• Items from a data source
========

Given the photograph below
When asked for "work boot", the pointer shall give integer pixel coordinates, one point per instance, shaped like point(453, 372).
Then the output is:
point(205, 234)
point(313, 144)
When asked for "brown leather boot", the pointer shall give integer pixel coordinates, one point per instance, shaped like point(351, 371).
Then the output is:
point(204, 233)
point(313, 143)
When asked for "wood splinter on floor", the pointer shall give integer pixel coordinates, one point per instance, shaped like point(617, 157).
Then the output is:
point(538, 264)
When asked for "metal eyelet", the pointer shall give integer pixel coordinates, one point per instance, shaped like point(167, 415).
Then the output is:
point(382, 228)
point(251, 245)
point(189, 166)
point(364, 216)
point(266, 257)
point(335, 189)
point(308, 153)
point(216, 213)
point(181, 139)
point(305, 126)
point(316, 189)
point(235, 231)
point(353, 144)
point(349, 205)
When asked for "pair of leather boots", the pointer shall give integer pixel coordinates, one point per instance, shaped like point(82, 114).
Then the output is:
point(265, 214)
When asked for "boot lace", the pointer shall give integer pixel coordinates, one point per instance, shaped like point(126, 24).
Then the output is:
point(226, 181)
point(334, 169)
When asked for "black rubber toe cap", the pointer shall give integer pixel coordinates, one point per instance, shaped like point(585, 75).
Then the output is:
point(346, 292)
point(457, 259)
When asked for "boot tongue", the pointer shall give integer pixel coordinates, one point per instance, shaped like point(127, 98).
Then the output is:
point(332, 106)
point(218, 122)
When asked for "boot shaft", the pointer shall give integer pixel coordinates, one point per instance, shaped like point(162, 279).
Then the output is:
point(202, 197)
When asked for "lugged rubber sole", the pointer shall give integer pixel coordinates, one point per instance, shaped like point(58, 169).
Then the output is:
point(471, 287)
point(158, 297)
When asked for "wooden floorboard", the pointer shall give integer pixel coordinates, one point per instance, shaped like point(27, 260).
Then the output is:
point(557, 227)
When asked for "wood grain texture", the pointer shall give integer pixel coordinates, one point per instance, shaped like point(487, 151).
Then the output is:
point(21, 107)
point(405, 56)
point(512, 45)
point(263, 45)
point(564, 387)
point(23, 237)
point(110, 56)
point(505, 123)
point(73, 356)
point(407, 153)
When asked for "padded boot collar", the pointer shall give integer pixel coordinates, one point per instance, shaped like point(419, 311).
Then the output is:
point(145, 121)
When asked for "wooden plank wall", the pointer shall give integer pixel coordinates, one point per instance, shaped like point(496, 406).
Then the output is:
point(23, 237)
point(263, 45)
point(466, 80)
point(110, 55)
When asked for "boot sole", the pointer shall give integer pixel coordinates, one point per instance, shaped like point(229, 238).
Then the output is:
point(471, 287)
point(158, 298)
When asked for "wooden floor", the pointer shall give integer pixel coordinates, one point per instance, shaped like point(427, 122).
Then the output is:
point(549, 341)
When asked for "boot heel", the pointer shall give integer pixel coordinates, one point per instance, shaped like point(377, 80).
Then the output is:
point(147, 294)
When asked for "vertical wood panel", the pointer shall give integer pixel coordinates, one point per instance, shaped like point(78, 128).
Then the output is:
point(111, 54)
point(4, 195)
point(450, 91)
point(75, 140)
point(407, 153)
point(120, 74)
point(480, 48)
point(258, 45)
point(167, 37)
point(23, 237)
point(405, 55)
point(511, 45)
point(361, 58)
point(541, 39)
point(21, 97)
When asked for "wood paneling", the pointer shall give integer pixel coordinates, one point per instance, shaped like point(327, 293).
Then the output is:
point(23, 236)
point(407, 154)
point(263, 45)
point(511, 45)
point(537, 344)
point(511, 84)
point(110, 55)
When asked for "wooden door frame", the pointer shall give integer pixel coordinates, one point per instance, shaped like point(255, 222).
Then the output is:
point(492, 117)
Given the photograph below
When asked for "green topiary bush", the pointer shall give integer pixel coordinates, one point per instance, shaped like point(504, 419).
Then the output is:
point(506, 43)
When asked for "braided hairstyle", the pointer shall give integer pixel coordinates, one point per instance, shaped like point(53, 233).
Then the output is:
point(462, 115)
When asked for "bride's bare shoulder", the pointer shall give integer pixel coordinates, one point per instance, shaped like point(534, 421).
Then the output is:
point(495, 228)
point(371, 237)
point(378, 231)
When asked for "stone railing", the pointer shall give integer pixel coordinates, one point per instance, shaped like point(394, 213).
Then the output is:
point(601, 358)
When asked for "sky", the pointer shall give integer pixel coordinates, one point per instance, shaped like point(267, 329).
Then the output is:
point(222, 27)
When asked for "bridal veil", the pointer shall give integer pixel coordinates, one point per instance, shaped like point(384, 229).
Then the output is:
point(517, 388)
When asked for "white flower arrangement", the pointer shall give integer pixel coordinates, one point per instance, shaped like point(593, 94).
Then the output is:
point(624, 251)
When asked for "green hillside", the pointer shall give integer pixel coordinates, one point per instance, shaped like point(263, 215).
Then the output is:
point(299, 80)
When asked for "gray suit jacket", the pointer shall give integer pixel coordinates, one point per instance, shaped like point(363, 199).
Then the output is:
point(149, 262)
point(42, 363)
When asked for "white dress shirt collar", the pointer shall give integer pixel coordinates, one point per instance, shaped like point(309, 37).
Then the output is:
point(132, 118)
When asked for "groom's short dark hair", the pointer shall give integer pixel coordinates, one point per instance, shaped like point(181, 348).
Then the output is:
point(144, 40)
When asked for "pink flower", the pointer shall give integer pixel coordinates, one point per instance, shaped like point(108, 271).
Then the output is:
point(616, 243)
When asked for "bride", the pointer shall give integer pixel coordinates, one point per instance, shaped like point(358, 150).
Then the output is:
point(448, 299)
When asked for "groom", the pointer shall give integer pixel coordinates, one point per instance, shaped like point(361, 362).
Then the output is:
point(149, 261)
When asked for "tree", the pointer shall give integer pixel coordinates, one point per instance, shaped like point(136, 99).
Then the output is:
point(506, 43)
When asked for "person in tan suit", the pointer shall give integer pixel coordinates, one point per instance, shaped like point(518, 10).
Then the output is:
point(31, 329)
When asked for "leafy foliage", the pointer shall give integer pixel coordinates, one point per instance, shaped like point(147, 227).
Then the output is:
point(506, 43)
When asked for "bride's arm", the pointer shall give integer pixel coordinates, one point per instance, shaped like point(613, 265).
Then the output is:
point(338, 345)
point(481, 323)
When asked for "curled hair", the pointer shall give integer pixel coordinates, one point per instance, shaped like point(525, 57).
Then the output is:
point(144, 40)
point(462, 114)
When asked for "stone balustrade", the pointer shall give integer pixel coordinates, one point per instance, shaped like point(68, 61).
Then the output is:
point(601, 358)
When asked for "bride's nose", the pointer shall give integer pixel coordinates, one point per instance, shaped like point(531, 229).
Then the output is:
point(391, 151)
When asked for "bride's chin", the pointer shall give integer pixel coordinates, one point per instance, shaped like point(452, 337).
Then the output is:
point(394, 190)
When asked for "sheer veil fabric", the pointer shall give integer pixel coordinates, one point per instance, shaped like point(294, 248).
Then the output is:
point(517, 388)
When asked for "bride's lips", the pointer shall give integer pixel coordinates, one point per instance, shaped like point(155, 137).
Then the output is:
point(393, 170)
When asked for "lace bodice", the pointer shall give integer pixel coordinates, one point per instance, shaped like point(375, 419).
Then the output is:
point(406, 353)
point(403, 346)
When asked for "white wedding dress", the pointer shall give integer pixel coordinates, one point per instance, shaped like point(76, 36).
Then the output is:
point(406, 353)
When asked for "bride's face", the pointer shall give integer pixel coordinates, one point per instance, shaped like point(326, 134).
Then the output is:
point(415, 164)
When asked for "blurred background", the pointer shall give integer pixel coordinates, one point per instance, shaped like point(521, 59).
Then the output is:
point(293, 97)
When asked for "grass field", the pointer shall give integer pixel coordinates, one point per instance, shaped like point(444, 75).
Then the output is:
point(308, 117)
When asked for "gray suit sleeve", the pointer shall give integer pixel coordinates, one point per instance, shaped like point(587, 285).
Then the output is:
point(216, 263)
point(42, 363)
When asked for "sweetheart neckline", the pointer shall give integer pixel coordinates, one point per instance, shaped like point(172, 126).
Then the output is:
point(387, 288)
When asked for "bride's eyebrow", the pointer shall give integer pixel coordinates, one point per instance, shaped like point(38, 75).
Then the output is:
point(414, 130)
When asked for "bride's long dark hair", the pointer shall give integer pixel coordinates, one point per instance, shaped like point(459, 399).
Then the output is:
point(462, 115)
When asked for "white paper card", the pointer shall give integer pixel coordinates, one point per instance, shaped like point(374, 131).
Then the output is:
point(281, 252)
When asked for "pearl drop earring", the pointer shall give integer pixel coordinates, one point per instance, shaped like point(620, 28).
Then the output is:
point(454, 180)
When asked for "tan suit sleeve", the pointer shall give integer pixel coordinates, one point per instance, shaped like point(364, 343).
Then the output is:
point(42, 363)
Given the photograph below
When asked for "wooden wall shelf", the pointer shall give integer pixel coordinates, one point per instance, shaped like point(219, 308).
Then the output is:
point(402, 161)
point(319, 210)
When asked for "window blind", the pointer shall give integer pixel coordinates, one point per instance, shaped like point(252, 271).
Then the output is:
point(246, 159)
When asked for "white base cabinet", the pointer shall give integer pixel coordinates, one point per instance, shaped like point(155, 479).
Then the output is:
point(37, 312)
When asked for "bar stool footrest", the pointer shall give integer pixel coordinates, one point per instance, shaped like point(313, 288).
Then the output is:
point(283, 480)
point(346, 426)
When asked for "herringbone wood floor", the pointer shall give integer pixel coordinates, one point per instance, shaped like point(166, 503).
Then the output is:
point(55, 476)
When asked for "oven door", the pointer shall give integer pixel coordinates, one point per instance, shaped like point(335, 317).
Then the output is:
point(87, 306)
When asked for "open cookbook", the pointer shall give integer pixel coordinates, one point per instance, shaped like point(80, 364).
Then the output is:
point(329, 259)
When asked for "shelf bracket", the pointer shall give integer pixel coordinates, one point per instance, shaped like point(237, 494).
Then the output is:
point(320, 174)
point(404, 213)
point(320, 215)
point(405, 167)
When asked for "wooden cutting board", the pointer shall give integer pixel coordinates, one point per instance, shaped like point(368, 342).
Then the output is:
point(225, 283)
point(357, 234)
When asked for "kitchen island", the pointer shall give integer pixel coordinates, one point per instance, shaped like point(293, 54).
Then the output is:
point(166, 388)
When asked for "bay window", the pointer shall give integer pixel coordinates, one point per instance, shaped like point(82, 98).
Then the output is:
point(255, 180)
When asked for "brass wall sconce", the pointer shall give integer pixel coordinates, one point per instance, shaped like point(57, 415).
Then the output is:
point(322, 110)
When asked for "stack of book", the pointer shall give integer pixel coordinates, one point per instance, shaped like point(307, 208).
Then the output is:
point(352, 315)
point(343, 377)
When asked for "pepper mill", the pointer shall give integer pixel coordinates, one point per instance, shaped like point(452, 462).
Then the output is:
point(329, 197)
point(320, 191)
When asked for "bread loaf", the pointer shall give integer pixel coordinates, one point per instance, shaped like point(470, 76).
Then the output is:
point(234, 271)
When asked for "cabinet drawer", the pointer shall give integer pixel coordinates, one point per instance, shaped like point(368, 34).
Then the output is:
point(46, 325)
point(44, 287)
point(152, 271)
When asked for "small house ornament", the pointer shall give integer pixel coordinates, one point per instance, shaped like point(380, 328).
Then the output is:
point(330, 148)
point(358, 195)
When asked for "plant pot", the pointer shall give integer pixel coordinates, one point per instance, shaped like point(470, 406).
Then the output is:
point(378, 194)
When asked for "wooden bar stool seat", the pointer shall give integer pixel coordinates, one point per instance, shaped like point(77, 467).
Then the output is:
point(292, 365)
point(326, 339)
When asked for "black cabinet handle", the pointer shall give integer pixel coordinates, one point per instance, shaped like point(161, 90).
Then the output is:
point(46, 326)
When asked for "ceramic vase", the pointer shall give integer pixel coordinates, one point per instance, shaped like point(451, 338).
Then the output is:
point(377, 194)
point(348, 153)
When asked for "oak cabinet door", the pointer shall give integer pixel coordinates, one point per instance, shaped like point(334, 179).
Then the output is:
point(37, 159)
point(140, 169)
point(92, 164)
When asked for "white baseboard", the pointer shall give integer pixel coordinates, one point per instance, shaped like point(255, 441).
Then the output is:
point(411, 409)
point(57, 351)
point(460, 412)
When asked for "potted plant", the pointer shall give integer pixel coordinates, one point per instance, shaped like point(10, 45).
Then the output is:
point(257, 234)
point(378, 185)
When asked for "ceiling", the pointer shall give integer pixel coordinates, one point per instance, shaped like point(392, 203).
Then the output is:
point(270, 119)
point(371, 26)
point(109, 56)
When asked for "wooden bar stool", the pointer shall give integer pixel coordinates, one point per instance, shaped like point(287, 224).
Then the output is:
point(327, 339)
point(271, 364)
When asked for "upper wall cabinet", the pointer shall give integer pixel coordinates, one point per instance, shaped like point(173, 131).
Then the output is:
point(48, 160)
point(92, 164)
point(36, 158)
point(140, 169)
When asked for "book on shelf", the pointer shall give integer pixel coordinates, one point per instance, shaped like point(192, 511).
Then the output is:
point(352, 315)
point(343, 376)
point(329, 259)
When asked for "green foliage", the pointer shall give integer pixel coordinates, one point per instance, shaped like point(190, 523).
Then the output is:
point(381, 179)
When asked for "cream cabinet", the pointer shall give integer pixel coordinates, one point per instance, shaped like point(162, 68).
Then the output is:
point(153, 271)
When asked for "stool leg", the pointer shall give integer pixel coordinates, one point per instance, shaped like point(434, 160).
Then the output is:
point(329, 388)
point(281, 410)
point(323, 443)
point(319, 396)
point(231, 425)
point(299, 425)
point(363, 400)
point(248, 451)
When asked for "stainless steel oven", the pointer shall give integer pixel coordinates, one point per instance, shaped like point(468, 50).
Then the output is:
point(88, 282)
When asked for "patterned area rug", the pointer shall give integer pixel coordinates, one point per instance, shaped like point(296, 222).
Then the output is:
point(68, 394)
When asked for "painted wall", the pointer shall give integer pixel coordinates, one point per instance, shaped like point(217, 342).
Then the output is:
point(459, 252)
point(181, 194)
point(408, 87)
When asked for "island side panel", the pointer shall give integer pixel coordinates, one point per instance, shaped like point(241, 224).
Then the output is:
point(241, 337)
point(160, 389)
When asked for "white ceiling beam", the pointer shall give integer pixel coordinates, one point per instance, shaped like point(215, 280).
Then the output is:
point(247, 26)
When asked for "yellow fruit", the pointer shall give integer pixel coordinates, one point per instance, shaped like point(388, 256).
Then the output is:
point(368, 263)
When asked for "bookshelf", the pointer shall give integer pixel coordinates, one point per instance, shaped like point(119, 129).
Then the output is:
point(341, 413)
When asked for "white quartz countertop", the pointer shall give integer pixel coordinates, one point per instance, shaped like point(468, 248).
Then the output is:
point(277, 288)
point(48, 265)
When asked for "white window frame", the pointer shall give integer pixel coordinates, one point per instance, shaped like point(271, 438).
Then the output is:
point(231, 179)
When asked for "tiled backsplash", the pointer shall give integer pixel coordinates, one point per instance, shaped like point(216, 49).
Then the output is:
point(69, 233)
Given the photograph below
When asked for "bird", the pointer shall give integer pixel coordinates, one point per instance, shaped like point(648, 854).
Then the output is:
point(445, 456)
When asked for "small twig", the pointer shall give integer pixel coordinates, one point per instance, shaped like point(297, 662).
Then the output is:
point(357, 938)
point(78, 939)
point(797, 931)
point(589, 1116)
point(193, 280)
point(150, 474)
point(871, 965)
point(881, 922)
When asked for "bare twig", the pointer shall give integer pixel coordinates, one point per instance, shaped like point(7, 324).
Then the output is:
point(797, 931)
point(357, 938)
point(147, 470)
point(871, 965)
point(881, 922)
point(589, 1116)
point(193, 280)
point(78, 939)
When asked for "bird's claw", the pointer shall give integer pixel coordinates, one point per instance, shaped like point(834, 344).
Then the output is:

========

• The problem
Swap "wooden" for "bamboo" in the lines from the one containing "like point(166, 503)." through the one containing "point(255, 180)", and write out those lines again with nothing else changed.

• Finished exercise
When asked for "herringbone wood floor", the pointer shall give integer pixel coordinates, one point per instance, shaped like point(166, 503).
Then the output is:
point(55, 476)
When asked for "oven door", the pointer shall give integer pixel coordinates, one point per instance, shaped like point(335, 317).
Then the output is:
point(87, 306)
When asked for "open cookbook", the pointer shall give integer pixel coordinates, one point per instance, shaped like point(80, 364).
Then the output is:
point(329, 259)
When asked for "shelf bracket", the pointer shall give integer pixel coordinates, one point per instance, shaped like point(237, 494).
Then the output is:
point(320, 174)
point(404, 213)
point(320, 215)
point(405, 167)
When asked for "bamboo cutting board", the pointer shall give integer pixel coordinates, one point per instance, shaped like point(368, 342).
Then the output is:
point(225, 283)
point(357, 234)
When asked for "kitchen island", the pointer shall give integer pixel coordinates, one point per instance, shaped like point(293, 54).
Then the output is:
point(166, 388)
When asked for "bay window", the pointer shall give integer pixel coordinates, one point per instance, shaped like point(82, 98).
Then the output is:
point(255, 180)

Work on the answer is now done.